CHROME (latest stable)
http://www.vidasp.net/media/loadorder-results/chrome2.png
http://www.vidasp.net/media/loadorder-results/chrome1.png
Chrome demonstrates the issue that made me write this question in the first place. The scripts are requested before the images.
OPERA (11)
http://www.vidasp.net/media/loadorder-results/opera1.png
http://www.vidasp.net/media/loadorder-results/opera2.png
Like Firefox, Opera is doing it right, too. :D
To sum up:
Firefox and Opera are requesting the resources as they appear in the source code.
Exceptions so this rule:
Internet explorer requests CSS background-images last
Chrome requests scripts before images even when the scripts appear later in the source code
Now that I laid out the issue, let me move on to my question:
How to make IE and Chrome request the
images before the scripts?
Most latest browsers to this kind of unpredictable parallel preloading of stuff these days, for performance reasons and basically ruining any chance of creating an order for loading components. This of course happens once the full DOM has been loaded.
Same story as with JQuery lazy loading of images, which has been broken for a while now.
Use image preloading capabilities through rel="preload" attribute
<link rel="preload" href="images/mypic.jpg" as="image">
The as attribute indicates the kind of object the browser should expect. So this adds highest priorities among all images you load on page, but not change priority "JS -> Image"
<link rel="preload" href="images/mypic.jpg">
Declaration without as allow to preload images even before js load, increasing Image loading priority.

# [Entries from a labeling collection]
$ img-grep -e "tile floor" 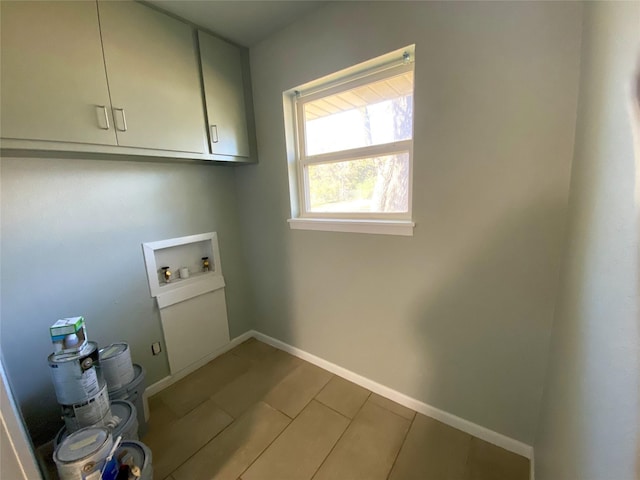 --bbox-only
[143,339,529,480]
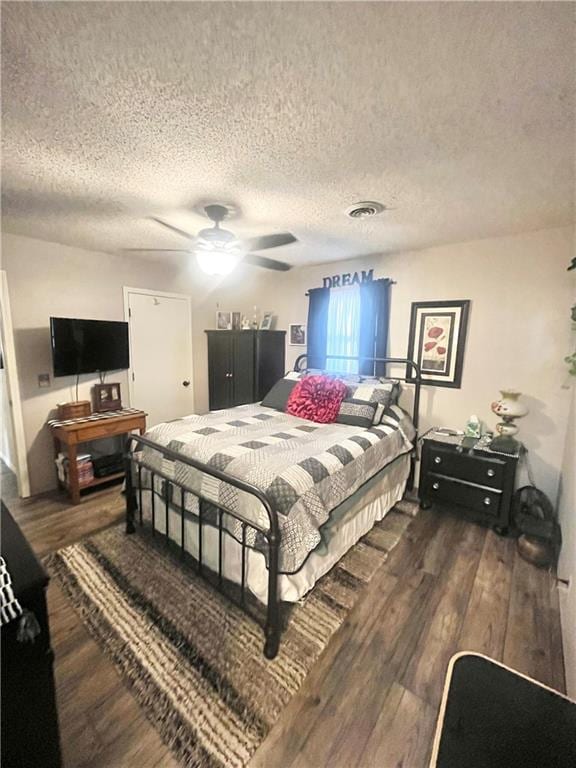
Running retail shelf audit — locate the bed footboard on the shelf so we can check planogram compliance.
[124,435,281,659]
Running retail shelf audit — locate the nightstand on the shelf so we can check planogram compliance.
[419,435,521,534]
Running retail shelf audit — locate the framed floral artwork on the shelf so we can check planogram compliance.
[406,299,470,389]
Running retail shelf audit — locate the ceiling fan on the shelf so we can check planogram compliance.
[123,205,297,275]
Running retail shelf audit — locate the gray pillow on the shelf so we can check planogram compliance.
[336,397,378,429]
[262,379,298,411]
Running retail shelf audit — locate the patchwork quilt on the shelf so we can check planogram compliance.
[139,404,415,573]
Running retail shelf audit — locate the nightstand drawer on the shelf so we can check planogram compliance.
[424,472,502,517]
[429,445,505,488]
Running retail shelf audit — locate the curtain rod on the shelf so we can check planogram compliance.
[304,277,398,296]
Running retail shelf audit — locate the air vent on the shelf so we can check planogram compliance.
[346,200,386,219]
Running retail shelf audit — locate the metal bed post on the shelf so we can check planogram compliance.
[125,435,281,659]
[124,435,137,533]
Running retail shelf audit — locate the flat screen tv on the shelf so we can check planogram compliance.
[50,317,130,376]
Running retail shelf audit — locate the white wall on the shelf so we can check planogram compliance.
[0,368,17,472]
[264,228,573,503]
[558,389,576,699]
[2,234,270,494]
[558,250,576,699]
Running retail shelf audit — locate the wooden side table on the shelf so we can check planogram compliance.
[49,409,146,504]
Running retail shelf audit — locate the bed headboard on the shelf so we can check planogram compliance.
[294,353,422,432]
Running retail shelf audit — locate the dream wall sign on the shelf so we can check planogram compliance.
[322,269,374,288]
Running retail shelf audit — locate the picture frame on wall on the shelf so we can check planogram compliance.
[406,299,470,389]
[288,323,306,347]
[260,312,274,331]
[216,310,232,331]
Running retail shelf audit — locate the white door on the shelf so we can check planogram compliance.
[124,288,194,427]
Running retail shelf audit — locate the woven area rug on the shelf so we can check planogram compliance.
[45,500,417,768]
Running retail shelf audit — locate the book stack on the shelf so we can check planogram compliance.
[76,454,94,486]
[56,453,94,486]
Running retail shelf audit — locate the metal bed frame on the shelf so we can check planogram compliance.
[124,354,422,659]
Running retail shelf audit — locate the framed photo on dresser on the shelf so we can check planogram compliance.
[406,299,470,389]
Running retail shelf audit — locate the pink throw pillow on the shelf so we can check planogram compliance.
[286,376,348,424]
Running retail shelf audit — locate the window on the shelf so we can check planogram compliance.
[306,279,390,376]
[326,285,360,373]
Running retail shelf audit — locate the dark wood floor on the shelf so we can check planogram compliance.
[4,486,564,768]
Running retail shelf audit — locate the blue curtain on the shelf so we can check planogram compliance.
[306,288,330,370]
[326,285,360,373]
[359,279,390,376]
[307,279,390,376]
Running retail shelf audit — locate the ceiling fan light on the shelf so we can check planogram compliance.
[194,242,244,275]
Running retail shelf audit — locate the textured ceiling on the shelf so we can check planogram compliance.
[2,2,575,264]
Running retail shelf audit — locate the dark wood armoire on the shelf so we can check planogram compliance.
[206,330,286,411]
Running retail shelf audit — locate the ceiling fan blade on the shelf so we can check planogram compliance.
[148,216,194,240]
[244,232,298,251]
[243,253,292,272]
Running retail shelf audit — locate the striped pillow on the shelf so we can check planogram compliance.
[336,397,378,429]
[348,381,396,424]
[362,376,401,403]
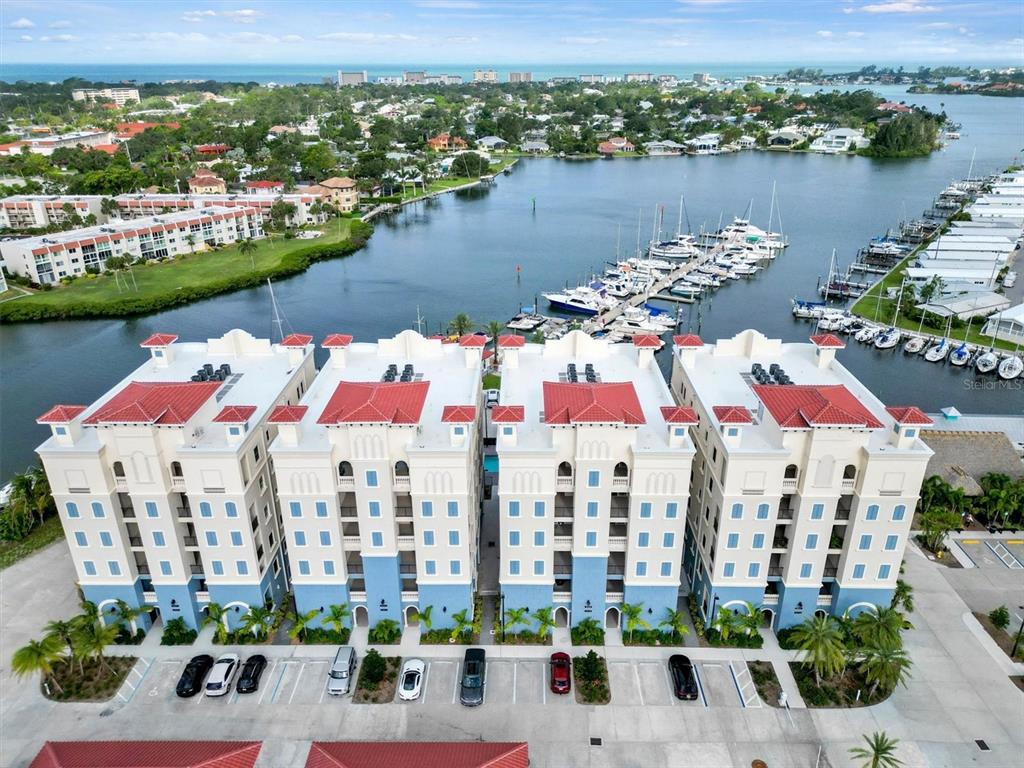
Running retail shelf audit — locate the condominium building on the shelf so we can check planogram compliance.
[672,331,932,629]
[269,331,485,628]
[37,330,315,629]
[0,206,263,285]
[490,331,695,627]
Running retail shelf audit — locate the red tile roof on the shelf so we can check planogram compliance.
[84,381,221,425]
[662,406,697,424]
[306,741,529,768]
[316,381,430,424]
[267,406,309,424]
[36,406,85,424]
[321,334,352,349]
[886,406,935,427]
[754,384,882,429]
[139,334,178,347]
[811,334,846,349]
[672,334,703,347]
[490,406,526,424]
[441,406,476,424]
[544,381,645,424]
[213,406,256,424]
[712,406,754,424]
[29,741,262,768]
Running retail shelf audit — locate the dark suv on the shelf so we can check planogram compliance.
[459,648,487,707]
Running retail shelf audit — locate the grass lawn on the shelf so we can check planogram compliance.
[0,515,63,570]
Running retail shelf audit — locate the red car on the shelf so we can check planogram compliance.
[551,651,572,693]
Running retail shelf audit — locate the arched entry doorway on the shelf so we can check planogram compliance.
[604,605,618,630]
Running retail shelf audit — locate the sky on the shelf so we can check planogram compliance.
[6,0,1024,67]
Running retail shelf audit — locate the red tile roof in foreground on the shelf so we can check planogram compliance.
[84,381,221,425]
[753,384,882,429]
[886,406,935,427]
[316,381,430,424]
[36,406,85,424]
[29,741,262,768]
[544,381,645,424]
[441,406,476,424]
[306,741,529,768]
[712,406,754,424]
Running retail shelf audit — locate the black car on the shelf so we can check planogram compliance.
[459,648,487,707]
[175,653,213,698]
[669,653,698,701]
[234,653,266,693]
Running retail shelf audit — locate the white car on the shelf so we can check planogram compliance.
[206,653,240,696]
[398,658,426,701]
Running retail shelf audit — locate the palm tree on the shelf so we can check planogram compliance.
[622,603,650,642]
[10,635,63,691]
[530,605,555,637]
[793,615,846,687]
[850,731,903,768]
[657,608,690,640]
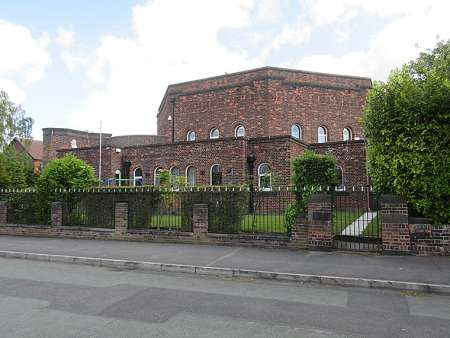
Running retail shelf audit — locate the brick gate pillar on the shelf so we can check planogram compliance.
[114,202,128,237]
[51,202,62,227]
[192,204,208,239]
[0,201,8,225]
[308,193,333,250]
[381,195,411,254]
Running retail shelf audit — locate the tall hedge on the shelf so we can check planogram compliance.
[364,40,450,223]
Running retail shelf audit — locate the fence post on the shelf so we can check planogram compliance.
[381,195,411,254]
[114,202,128,237]
[192,204,208,239]
[291,212,308,249]
[308,193,333,250]
[51,202,62,227]
[0,201,8,225]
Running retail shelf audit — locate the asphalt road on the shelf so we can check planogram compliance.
[0,259,450,338]
[0,236,450,285]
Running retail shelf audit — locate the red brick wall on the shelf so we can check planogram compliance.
[310,141,369,187]
[158,68,371,143]
[43,128,111,165]
[123,139,246,185]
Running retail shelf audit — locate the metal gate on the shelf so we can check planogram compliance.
[332,187,382,252]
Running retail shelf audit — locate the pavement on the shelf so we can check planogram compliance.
[0,256,450,338]
[0,236,450,286]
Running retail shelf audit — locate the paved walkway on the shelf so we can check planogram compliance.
[0,236,450,285]
[341,211,377,236]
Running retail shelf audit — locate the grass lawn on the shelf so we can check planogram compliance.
[143,210,378,237]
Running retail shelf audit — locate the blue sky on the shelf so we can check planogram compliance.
[0,0,450,139]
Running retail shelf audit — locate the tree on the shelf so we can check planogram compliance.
[0,147,34,189]
[37,154,98,193]
[0,90,33,150]
[364,40,450,222]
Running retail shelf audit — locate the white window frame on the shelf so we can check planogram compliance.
[234,124,245,137]
[209,163,222,185]
[133,167,144,186]
[336,165,344,191]
[186,130,197,142]
[317,126,328,143]
[186,165,197,187]
[342,127,353,141]
[209,128,220,140]
[291,123,303,140]
[258,163,272,191]
[153,167,161,187]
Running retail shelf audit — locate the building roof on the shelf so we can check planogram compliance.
[13,137,44,160]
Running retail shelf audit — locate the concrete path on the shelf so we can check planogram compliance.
[0,236,450,285]
[341,211,377,236]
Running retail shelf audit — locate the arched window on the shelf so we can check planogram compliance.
[115,170,122,186]
[234,126,245,137]
[210,164,222,185]
[291,124,302,140]
[186,130,195,141]
[342,128,353,141]
[133,168,144,186]
[317,126,328,143]
[170,167,180,186]
[209,128,220,139]
[336,167,344,190]
[186,166,197,187]
[258,163,272,190]
[153,168,161,187]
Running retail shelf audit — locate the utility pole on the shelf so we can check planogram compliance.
[98,120,102,184]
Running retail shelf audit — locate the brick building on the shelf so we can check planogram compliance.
[43,67,371,189]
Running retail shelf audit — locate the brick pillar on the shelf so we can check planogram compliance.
[308,193,333,250]
[114,202,128,237]
[381,195,411,254]
[51,202,62,227]
[192,204,208,239]
[291,213,309,249]
[0,201,8,225]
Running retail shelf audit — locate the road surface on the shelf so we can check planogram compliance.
[0,259,450,338]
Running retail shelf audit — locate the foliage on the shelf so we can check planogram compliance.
[0,147,35,189]
[292,151,337,212]
[364,40,450,222]
[0,90,33,150]
[181,187,250,233]
[37,154,98,192]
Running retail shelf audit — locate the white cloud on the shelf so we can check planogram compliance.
[0,78,26,104]
[55,27,75,48]
[298,1,450,80]
[0,20,50,84]
[70,0,261,133]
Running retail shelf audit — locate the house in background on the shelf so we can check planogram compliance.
[11,137,44,173]
[43,67,372,190]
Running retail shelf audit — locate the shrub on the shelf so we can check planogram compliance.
[364,40,450,222]
[292,151,337,211]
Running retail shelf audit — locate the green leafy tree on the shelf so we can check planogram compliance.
[0,147,35,189]
[286,151,337,231]
[37,154,98,193]
[364,40,450,222]
[0,90,33,150]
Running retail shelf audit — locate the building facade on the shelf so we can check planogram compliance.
[43,67,371,189]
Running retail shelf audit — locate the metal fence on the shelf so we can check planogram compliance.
[0,190,51,225]
[332,186,381,251]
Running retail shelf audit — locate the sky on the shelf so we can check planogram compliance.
[0,0,450,139]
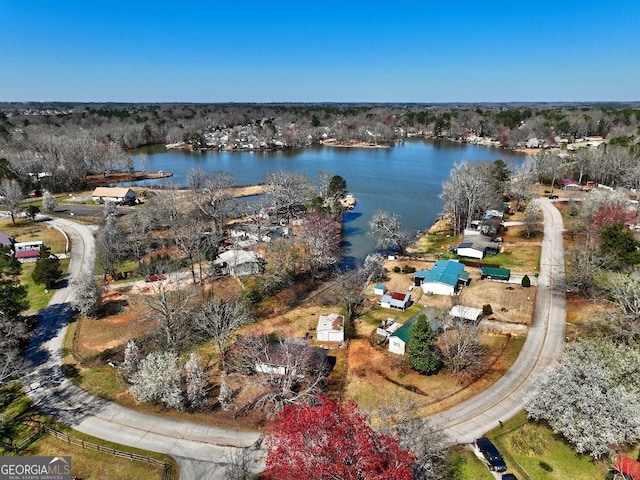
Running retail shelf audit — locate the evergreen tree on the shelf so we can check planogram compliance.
[0,245,29,320]
[31,245,62,288]
[407,315,443,375]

# [What you have to do]
Answer these from the text on browser load order:
(a) Which two browsers request resources in the order they appear in the source code?
(b) What does Internet Explorer request last?
(c) What does the as attribute indicate?

# [Correct response]
(a) Firefox and Opera
(b) CSS background-images
(c) The kind of object the browser should expect